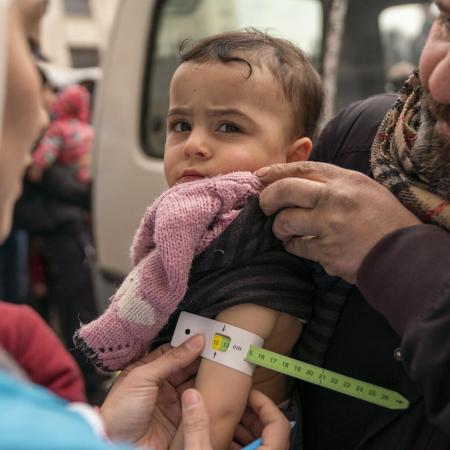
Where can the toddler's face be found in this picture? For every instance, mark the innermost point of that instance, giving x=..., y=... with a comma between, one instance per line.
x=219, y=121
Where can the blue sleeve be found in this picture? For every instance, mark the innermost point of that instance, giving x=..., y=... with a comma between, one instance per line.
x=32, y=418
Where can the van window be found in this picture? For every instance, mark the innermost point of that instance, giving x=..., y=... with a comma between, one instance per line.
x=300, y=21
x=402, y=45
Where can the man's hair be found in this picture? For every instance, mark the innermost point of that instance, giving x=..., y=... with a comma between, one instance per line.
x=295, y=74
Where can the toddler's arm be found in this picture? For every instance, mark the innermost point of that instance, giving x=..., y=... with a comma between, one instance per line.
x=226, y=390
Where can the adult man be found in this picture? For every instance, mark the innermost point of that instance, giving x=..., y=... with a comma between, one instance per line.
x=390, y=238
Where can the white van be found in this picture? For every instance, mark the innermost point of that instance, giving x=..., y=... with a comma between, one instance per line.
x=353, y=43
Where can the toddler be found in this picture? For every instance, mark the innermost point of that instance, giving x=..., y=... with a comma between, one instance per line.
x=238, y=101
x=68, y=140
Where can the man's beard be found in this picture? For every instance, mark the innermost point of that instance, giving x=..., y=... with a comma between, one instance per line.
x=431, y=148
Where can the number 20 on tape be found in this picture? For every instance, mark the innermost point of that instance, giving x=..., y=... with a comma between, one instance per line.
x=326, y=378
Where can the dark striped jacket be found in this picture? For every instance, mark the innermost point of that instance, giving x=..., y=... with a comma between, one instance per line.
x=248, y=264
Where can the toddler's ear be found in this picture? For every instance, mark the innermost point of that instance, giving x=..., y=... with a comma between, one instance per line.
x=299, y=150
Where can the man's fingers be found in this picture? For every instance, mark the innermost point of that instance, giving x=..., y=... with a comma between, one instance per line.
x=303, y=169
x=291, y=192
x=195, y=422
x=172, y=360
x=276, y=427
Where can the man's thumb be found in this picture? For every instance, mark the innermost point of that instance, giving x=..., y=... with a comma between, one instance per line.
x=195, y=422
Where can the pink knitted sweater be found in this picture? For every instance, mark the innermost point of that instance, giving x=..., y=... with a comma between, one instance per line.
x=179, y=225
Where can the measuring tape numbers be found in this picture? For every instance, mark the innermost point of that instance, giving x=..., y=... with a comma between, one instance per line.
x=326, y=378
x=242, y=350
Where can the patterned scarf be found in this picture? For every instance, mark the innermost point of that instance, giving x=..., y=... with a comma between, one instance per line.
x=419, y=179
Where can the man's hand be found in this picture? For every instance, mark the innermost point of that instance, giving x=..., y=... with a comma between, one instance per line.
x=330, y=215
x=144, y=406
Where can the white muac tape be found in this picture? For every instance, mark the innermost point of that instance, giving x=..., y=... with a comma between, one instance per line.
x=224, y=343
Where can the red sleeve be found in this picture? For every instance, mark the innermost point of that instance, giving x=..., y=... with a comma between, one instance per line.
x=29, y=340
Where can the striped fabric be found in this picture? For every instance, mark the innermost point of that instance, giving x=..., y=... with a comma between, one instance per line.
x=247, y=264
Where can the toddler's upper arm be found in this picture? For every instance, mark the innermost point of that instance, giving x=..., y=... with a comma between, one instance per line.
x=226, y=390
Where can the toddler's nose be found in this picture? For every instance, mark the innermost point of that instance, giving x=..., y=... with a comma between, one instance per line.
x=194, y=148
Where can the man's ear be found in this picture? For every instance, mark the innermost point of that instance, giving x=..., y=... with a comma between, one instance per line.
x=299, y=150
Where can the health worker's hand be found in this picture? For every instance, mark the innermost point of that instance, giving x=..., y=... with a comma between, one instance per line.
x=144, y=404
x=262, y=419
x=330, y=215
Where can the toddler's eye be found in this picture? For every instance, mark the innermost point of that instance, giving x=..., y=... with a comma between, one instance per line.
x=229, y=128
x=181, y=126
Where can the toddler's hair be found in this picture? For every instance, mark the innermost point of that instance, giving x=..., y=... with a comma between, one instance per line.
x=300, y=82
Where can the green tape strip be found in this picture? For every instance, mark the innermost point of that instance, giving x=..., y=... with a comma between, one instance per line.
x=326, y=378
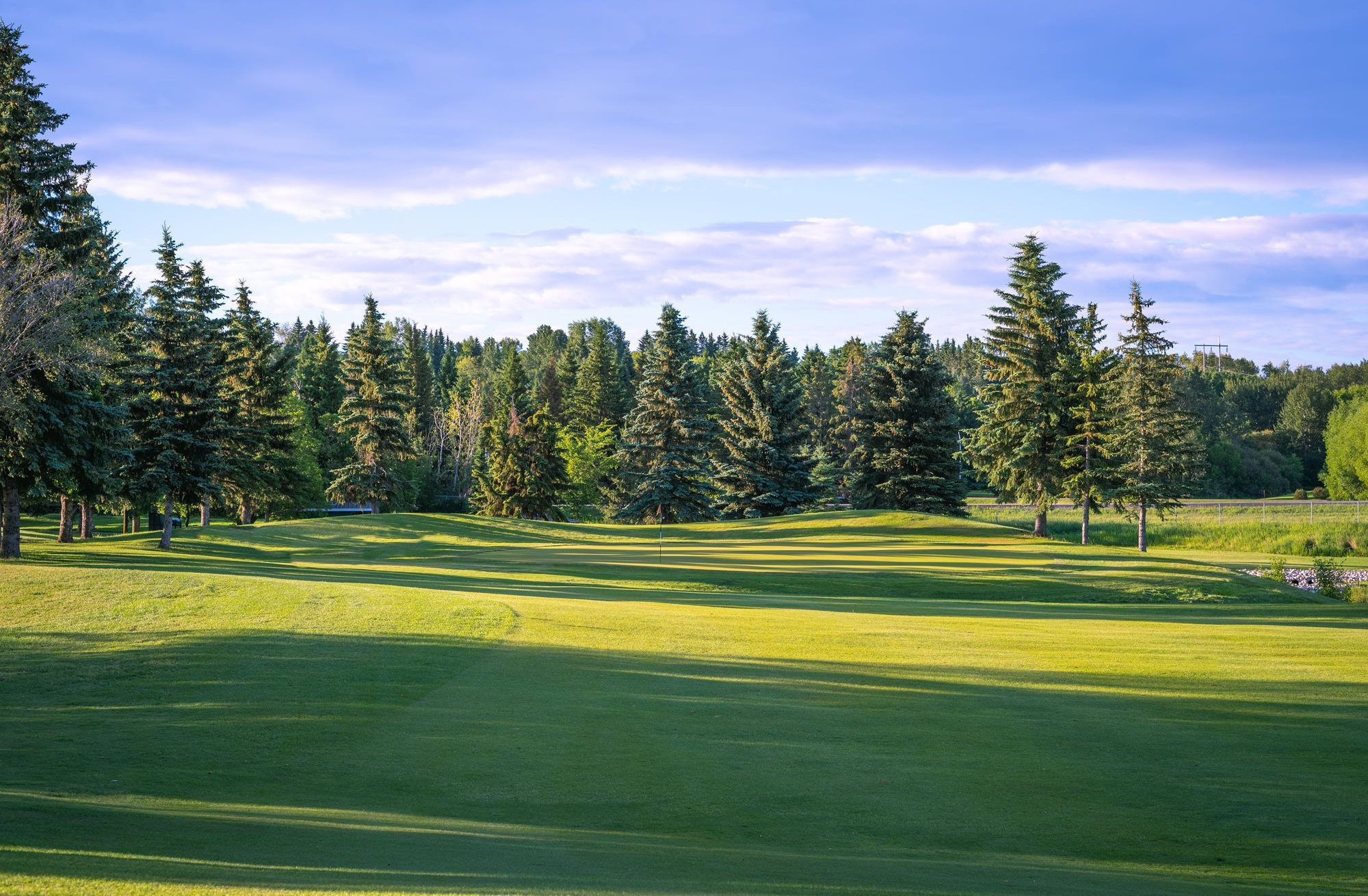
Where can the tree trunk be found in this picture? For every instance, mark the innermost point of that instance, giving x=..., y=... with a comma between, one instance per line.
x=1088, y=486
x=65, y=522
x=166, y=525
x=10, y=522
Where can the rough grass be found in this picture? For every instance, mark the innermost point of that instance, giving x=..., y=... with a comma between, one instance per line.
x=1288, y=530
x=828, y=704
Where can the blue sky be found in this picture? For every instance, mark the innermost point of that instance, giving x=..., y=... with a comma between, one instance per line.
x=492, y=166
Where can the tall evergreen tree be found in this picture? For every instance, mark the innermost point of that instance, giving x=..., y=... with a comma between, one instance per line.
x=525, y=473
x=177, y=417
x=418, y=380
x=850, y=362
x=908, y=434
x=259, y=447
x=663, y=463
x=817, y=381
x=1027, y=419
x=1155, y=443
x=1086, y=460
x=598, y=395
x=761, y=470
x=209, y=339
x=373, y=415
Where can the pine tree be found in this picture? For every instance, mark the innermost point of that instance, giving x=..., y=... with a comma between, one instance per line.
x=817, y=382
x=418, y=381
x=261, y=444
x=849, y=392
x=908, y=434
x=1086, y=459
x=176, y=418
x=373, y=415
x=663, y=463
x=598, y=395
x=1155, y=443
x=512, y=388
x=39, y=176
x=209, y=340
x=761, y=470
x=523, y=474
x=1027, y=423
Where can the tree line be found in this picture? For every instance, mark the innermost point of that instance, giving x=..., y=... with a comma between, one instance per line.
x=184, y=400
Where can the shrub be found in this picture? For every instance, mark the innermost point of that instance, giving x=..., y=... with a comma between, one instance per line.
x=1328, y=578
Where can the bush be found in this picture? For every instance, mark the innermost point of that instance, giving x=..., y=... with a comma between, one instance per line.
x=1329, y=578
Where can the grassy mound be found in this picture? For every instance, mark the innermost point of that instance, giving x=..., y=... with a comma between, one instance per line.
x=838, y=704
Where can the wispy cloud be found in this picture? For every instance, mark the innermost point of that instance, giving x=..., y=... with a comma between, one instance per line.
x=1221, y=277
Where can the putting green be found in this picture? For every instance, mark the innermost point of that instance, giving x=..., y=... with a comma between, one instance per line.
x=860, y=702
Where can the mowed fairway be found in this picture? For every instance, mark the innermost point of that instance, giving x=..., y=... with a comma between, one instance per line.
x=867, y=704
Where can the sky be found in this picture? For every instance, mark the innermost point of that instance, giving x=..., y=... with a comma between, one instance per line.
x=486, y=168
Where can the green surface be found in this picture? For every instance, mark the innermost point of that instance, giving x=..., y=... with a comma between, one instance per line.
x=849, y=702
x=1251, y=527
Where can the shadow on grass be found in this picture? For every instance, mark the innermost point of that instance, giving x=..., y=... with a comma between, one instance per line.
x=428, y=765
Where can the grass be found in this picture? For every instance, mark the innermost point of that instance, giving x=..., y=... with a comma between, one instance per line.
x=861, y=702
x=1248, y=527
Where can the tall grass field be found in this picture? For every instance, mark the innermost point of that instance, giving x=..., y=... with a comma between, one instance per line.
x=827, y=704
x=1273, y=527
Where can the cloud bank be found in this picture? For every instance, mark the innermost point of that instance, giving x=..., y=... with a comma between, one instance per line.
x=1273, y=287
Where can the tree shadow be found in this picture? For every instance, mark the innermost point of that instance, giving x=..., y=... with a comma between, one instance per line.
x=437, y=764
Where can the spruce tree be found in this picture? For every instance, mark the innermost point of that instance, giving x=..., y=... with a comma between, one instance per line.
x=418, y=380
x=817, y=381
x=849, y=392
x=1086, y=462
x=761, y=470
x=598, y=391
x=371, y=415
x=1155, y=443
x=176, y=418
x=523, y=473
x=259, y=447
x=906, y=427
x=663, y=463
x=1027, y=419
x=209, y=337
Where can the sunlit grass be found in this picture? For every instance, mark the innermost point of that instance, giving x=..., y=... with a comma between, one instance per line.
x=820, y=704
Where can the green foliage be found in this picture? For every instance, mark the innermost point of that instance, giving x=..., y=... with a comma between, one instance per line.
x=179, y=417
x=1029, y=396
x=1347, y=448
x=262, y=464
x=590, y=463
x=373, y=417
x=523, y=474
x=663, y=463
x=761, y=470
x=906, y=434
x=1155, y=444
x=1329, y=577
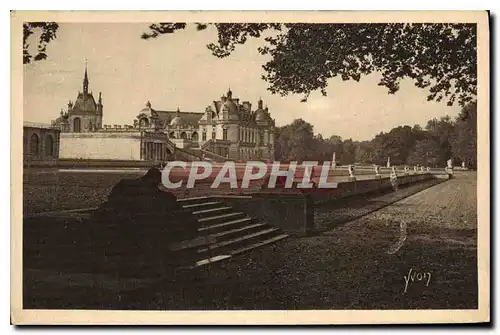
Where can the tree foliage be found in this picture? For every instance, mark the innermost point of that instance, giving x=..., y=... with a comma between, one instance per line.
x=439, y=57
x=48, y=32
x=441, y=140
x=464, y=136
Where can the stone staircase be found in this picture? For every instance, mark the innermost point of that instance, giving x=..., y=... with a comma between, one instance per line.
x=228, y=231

==

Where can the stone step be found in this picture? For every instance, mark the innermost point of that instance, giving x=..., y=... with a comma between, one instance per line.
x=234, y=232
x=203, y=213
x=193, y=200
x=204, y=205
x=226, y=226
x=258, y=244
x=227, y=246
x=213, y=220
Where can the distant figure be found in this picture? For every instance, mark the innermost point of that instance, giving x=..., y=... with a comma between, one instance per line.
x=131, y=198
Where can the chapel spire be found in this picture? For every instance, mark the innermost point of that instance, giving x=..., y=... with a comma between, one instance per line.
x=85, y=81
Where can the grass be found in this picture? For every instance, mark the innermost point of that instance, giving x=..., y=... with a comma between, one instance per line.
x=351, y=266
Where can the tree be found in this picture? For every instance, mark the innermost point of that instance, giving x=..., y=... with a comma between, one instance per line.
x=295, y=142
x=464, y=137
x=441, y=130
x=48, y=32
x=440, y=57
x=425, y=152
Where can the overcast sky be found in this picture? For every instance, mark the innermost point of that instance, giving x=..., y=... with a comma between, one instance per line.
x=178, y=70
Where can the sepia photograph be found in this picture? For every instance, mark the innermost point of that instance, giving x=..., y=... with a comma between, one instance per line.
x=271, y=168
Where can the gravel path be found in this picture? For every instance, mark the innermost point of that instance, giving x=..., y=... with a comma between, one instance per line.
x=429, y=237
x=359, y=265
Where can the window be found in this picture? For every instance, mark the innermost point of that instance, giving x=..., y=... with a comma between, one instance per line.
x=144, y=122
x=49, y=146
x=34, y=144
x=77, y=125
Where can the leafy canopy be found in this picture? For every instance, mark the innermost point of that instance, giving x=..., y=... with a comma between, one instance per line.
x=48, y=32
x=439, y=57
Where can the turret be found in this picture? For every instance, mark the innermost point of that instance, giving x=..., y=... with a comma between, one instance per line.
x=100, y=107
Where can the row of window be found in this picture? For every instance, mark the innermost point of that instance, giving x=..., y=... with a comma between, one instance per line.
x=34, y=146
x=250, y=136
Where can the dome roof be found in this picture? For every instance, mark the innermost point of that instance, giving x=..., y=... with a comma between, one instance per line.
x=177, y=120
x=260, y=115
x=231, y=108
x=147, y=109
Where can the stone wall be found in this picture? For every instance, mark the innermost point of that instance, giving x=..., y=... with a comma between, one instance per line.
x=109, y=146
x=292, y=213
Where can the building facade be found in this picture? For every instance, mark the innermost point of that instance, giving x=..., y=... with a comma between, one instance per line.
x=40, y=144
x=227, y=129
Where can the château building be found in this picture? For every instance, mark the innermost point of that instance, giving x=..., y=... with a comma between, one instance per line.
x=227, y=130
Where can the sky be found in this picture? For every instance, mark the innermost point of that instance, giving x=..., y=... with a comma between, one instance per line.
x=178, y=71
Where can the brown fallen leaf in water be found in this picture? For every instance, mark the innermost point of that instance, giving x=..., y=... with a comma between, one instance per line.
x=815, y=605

--

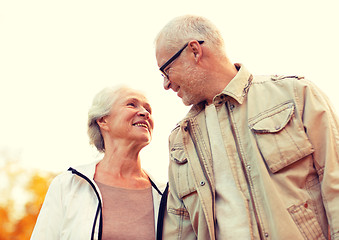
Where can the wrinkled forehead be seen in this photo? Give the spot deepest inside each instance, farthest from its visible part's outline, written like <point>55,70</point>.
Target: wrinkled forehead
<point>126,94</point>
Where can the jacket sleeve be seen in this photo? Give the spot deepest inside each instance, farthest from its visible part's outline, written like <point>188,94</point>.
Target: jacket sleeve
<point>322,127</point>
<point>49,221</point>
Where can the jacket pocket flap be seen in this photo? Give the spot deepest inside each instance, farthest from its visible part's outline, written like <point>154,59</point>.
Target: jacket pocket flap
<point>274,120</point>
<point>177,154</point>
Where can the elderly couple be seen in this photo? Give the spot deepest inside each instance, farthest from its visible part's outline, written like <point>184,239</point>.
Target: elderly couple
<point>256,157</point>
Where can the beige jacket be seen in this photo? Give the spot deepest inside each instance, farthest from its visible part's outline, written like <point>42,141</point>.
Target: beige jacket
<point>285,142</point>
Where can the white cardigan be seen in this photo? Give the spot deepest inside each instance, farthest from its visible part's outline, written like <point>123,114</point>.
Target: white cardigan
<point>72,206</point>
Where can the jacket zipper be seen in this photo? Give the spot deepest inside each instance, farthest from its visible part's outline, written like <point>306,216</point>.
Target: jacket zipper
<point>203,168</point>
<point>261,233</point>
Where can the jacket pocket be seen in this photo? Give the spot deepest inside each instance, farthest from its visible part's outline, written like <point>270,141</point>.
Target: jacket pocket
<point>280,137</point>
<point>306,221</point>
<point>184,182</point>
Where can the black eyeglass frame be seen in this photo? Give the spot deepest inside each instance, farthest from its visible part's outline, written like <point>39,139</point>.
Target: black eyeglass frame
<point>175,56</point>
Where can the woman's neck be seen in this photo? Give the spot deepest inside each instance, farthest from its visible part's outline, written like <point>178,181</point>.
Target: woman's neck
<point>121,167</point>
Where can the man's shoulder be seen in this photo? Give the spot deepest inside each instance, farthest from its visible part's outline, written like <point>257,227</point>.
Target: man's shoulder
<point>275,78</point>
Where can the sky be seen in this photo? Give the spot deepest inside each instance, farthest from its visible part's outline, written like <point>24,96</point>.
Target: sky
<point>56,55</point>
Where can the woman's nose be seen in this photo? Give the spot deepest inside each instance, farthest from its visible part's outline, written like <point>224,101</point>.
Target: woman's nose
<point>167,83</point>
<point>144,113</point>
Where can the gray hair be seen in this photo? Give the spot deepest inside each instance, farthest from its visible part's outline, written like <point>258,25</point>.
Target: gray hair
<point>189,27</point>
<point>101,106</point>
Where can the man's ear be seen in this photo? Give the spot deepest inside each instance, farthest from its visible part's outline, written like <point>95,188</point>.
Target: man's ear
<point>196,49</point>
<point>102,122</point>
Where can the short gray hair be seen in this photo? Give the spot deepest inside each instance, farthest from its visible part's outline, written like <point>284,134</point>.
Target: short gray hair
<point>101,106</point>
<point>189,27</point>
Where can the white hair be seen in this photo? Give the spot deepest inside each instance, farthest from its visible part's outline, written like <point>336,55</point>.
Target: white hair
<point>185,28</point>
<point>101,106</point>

• _Task instructions_
Could you render the lines of the listing above as a Markdown table with columns "Row" and "Entry", starting at the line that contains "Where can the jacket pocket be" and stopping after the line that contains "<point>184,182</point>"? Number each line in the first column, put the line itself in the second, and leave out blank lines.

• _Output below_
| Row | Entry |
|---|---|
| 1 | Where can the jacket pocket be seen in this photo? Give the spot deepest inside each instance, farthest from its visible part's outline, written like <point>270,141</point>. |
| 2 | Target: jacket pocket |
| 3 | <point>280,137</point> |
| 4 | <point>306,221</point> |
| 5 | <point>184,182</point> |